** Data records **

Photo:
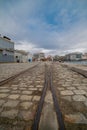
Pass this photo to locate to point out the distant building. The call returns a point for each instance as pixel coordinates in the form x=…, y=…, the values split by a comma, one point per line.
x=6, y=49
x=38, y=57
x=84, y=56
x=73, y=56
x=30, y=57
x=20, y=56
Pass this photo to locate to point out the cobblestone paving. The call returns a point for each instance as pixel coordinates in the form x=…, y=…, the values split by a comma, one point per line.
x=19, y=100
x=71, y=89
x=9, y=69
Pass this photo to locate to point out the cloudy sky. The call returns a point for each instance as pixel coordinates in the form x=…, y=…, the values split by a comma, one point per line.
x=50, y=26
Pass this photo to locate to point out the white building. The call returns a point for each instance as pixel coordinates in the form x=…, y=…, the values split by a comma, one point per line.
x=38, y=56
x=84, y=56
x=74, y=56
x=30, y=57
x=20, y=56
x=6, y=49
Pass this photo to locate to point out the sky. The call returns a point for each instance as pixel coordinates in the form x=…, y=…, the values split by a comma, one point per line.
x=54, y=27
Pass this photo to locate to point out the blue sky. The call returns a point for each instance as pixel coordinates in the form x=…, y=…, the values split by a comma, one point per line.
x=50, y=26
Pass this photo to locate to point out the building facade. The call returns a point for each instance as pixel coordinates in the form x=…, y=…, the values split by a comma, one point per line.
x=38, y=57
x=74, y=56
x=84, y=56
x=20, y=56
x=6, y=49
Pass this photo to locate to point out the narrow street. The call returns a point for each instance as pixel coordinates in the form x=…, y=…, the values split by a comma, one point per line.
x=20, y=99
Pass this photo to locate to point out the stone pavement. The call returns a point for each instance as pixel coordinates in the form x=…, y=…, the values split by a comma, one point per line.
x=71, y=89
x=48, y=119
x=19, y=100
x=9, y=69
x=81, y=69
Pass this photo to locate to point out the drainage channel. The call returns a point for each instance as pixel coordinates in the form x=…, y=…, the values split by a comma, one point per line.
x=44, y=107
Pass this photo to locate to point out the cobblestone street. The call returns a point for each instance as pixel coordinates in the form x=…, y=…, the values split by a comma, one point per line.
x=71, y=89
x=19, y=98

** Task requirements **
Please print all the entries exactly as written, but drop the pictures.

** Solution **
Photo:
Pass this photo to locate to point out the distant building. The call returns a point for each instance as pixel coordinates in the form x=…, y=…, the values split by a comma, one point per line.
x=6, y=49
x=38, y=57
x=84, y=56
x=73, y=56
x=30, y=57
x=20, y=56
Pass this photo to locate to point out the cobblestone paving. The call returns a point for each instance as pixel coordinates in the form x=…, y=…, the values split by a comma, one point per line.
x=19, y=100
x=71, y=89
x=9, y=69
Pass this photo to locate to point out the cloudy sky. The call returns a point for each instance as pixel coordinates in the form x=…, y=…, the values split by a comma, one point per line.
x=50, y=26
Pass this photo to locate to point out the white building. The call returns a point for each instance as pixel coordinates in the form x=…, y=…, the values split by a comma, one point per line.
x=38, y=56
x=84, y=56
x=74, y=56
x=30, y=57
x=20, y=56
x=6, y=49
Pass this photo to locate to point out the sky. The call returns a point for each instance as pixel coordinates in the form x=…, y=…, the values split by a comma, one point per line.
x=54, y=27
Pass this photo to locate to point out the blue sky. The call returns a point for each instance as pixel coordinates in the form x=…, y=…, the values split by a comma, one point per line.
x=50, y=26
Pass this photo to locate to point out the building facade. The call returns a point for each instance as pixel coordinates in the form x=…, y=…, the values split by a comma, one point per line.
x=38, y=57
x=74, y=56
x=84, y=56
x=20, y=56
x=6, y=49
Pass this photo to locate to point out the narrow street. The call returns a point for each instance as pixel coordinates in the form x=…, y=…, the values split by a comma, one point per line.
x=20, y=99
Pass this photo to locate to point out the stone pavement. The call returns a point for each instance as pixel coordinates in the form x=…, y=…, the values split by a comma, one point per line.
x=71, y=89
x=48, y=119
x=19, y=100
x=9, y=69
x=81, y=69
Pass this photo to locate to point out the drainage channel. The call returns a point for each instance as pixel coordinates in the form x=…, y=…, the values split by a comma, one point per line.
x=44, y=107
Pass this photo to locate to point out the cobblestone street. The call returns a point for each instance as pixel coordinates in the form x=…, y=…, the values split by a comma, one point per line.
x=71, y=89
x=19, y=98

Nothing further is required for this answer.